Your reply should be made up of every line in the records below that holds the string "trash".

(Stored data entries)
================================

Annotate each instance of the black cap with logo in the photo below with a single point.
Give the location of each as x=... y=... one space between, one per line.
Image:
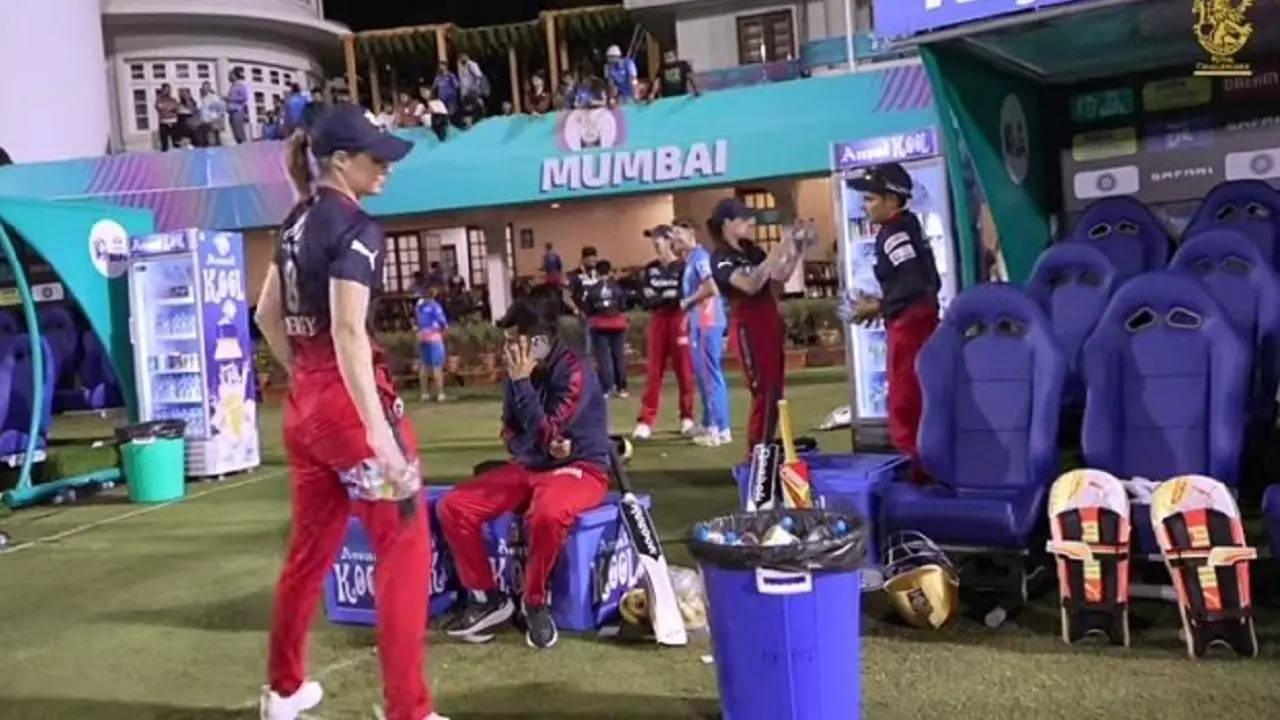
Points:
x=890 y=178
x=344 y=127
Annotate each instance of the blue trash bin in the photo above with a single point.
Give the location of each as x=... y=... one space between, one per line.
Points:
x=786 y=643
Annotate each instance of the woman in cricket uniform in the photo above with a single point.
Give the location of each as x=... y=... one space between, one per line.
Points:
x=351 y=449
x=752 y=279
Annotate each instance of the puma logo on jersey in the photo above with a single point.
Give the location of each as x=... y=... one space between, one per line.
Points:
x=369 y=254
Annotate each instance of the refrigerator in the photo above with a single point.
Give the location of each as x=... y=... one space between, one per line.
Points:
x=867 y=347
x=188 y=322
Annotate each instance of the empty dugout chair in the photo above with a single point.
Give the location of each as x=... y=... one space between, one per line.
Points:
x=16 y=370
x=59 y=331
x=1127 y=232
x=1248 y=290
x=99 y=383
x=1072 y=282
x=1166 y=378
x=1248 y=206
x=992 y=382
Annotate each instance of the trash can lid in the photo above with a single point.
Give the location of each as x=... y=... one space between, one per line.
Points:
x=782 y=540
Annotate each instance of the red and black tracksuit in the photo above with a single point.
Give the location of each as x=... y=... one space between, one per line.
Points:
x=324 y=238
x=758 y=335
x=560 y=401
x=667 y=340
x=909 y=285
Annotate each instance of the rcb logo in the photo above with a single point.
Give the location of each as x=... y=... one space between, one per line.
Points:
x=1223 y=31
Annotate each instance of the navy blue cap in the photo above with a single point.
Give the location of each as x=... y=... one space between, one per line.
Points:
x=730 y=209
x=887 y=178
x=344 y=127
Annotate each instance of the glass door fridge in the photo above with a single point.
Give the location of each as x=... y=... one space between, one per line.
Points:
x=867 y=347
x=190 y=331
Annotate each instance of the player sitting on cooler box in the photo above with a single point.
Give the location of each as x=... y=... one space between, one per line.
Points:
x=553 y=419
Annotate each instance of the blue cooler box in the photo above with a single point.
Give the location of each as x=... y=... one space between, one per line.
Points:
x=786 y=645
x=595 y=568
x=593 y=572
x=348 y=587
x=844 y=482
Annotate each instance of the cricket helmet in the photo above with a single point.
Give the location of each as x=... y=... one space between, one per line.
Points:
x=920 y=582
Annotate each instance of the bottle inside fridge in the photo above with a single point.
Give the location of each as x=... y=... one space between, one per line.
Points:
x=168 y=326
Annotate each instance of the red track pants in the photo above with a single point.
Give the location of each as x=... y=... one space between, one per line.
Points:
x=755 y=329
x=906 y=335
x=668 y=343
x=551 y=501
x=323 y=434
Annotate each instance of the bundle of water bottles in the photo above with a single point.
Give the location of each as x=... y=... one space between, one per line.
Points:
x=787 y=540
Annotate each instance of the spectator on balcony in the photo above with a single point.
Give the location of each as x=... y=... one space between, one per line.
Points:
x=188 y=113
x=385 y=121
x=167 y=113
x=295 y=109
x=472 y=83
x=213 y=115
x=567 y=98
x=621 y=74
x=408 y=112
x=538 y=98
x=675 y=77
x=446 y=87
x=237 y=105
x=439 y=117
x=314 y=108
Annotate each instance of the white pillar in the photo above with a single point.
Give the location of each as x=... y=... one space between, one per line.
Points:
x=497 y=272
x=51 y=53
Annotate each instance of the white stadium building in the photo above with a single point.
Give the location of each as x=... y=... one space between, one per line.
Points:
x=90 y=69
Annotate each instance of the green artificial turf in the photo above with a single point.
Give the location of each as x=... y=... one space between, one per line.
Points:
x=164 y=614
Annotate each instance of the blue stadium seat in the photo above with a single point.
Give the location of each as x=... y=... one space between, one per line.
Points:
x=992 y=379
x=1248 y=290
x=1072 y=282
x=58 y=328
x=1166 y=378
x=1271 y=516
x=99 y=382
x=1248 y=206
x=16 y=369
x=1127 y=232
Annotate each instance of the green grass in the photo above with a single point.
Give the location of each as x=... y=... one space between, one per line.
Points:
x=164 y=615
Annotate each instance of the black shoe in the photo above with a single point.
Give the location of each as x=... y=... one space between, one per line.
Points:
x=542 y=629
x=478 y=616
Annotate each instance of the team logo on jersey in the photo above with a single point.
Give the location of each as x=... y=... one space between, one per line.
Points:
x=371 y=255
x=1223 y=30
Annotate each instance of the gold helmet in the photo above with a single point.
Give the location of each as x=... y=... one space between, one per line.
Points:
x=920 y=582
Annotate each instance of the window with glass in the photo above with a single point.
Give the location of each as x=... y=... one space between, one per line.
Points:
x=476 y=255
x=402 y=260
x=768 y=229
x=766 y=37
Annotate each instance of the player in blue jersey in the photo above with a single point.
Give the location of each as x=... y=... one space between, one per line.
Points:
x=432 y=324
x=707 y=320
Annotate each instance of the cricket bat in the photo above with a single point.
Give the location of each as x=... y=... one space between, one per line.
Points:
x=668 y=624
x=763 y=491
x=794 y=473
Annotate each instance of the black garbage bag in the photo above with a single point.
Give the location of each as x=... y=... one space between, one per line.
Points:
x=151 y=429
x=828 y=541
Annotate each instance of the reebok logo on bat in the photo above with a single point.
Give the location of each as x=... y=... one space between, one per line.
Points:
x=643 y=531
x=371 y=255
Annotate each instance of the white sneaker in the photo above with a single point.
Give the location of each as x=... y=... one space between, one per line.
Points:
x=275 y=707
x=708 y=440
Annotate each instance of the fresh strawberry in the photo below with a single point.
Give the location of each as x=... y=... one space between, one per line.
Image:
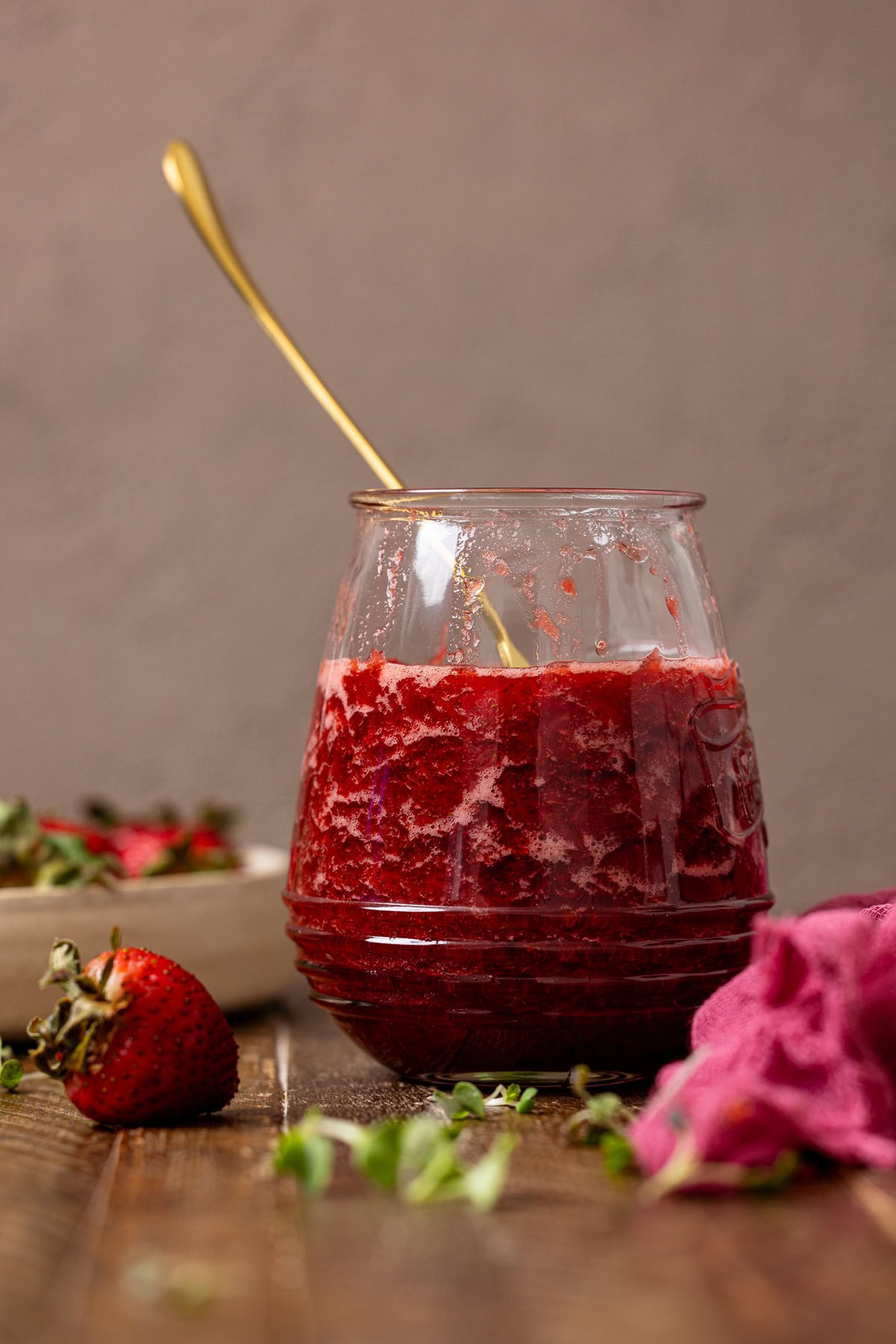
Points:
x=93 y=839
x=46 y=852
x=161 y=844
x=136 y=1038
x=147 y=851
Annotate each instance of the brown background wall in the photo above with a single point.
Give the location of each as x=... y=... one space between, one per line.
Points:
x=629 y=242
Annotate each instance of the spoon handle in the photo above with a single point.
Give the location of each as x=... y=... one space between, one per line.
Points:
x=186 y=178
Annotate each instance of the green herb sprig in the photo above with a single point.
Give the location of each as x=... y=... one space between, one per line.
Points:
x=467 y=1103
x=415 y=1157
x=11 y=1071
x=602 y=1121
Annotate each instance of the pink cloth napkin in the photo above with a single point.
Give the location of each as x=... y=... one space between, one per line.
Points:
x=797 y=1053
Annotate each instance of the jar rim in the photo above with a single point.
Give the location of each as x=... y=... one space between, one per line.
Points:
x=523 y=498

================================

▶ [Solved exercise]:
Annotate each instance of the blue trash bin in the photo above with a single point.
Annotate each instance of the trash can lid in the photo above with a single point.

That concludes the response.